Top of DOCUMENT EXCERPT
You wouldn’t want that man to be your friend. That’s for damn sure. And you wouldn’t want him to be president either.
But that doesn’t seem to matter. Because you think the country is falling apart, and he’s the only one who can save us. “It’s Trump, or it’s the end of America.“ That’s what you’ve told me.
Well, I’m not sure what America you’re living in. Because it doesn’t sound anything like the America I know.
The America I know has the highest economic output of any country in the world, 70 percent more than the next largest economy.
The America I know has over 40 percent of the world’s wealth, four times the next richest country.
The America I know has outpaced the rest of the developed world in economic growth and job growth since Barack Obama took office in the depths of the Great Recession.
The America I know has cut violent crime and murder rates in half since the early 1990s.
The America I know has the world’s largest military, equivalent to the next seven largest countries combined.
The America I know is widely viewed more positively overseas than it was eight years ago.
The America I know exists in a world where violence has been declining dramatically for centuries.
The America I know is doing so well that over half of its citizens approve of their current president’s job performance, higher than Ronald Reagan’s approval at the end of his presidency.
The bottom line is that we live in the safest, richest, most powerful country in the history of the world. It would be unfathomably irresponsible to overthrow a system that has worked so well for so many for so long.
What should concern you is the fact that Trump supporters are now saying that they’re going to intimidate voters the way white Americans used to intimidate black voters in the South during the Jim Crow era. They’re saying they’re going to start a violent revolution.
They’re calling for Hillary Clinton to be murdered.
This is literally what they’ve been saying at Trump rallies.
And that’s because they’ve been told, by Donald Trump, that minority voters are “rigging the election” (which is basically impossible, by the way).
This is dangerous.
This is anti-democratic.
This is un-American.
And it should scare us all that Mr. Trump is threatening our lives with this rhetoric.
Bottom of DOCUMENT EXCERPT
WORK INSTRUCTION A: Reproduce the stretch of the passage about Trump from "The America I know is doing" through "for so long.".
WORK INSTRUCTION B:
Answer these questions about the passage about Trump:
(i) By what percentage does the country's economic output exceed that of the next largest economy?
(ii) Since when have violent crime and murder rates been cut in half?
(iii) Whose approval at the end of a presidency does the current president's approval exceed?
WORK INSTRUCTION C: Write the next part of the passage about Trump, picking up after its final sentence.
The material after this passage is unrelated to it.
Top of EXERCISE DATA
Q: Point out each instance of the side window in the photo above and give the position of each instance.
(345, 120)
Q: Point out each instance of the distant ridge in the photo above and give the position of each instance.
Bottom of EXERCISE DATA
ANSWER BOX A:
The America I know is doing so well that over half of its citizens approve of their current president’s job performance, higher than Ronald Reagan’s approval at the end of his presidency.
The bottom line is that we live in the safest, richest, most powerful country in the history of the world. It would be unfathomably irresponsible to overthrow a system that has worked so well for so many for so long.

ANSWER BOX B:
(i) 70 percent
(ii) Since the early 1990s
(iii) Ronald Reagan's

ANSWER BOX C:
Donald Trump is playing a word association game designed to make you scared and angry, and he’s hoping you won’t notice that he’s completely full of crap. He regularly changes his policy positions, even on the issues that seem to be most important to him. Here’s a list to give you a sense of how often he goes back on his word.
Even by the typical standards of American politics, this is extreme. I don’t know of any politician who changes their policy positions this often. It’s literally impossible to know what, if anything, Donald Trump actually believes.
But when you read all those stories about his character and his behavior, it makes complete sense that he doesn’t have any policy positions that he really believes in. After all, he doesn’t actually know much about public policy, and he doesn’t seem to care about anything but his own ego. He just says whatever gets him attention.
As someone who’s dedicated his career to public policy, I am continually astonished that voters are willing to elect people with little, if any, understanding of public policy. We wouldn’t want a brain surgeon operating on us if they don’t know anything about medicine, and we shouldn’t elect a policymaker who doesn’t know anything about public policy.
Our government is full of smart, kind, brave men and women who have dedicated their lives to making this country a better place, and I am tired of ignorant malcontents like Donald Trump treating them with such petty, unsubstantiated, arrogant disrespect.
We have real problems in this country, and Donald Trump hasn’t proposed a workable solution to any of them. Hillary Clinton has offered long, detailed, well-researched, carefully-considered plans to address the challenges we face, and Donald Trump has replied with mocking, belittling, rambling, and zero concrete, politically feasible ideas.
If you were an investor and you were considering their “business plans” side-by-side, there wouldn’t even be a contest. As a businessman, you know that you would never bet on someone with no experience and no plan. As a voter, I beg you to apply the same standard.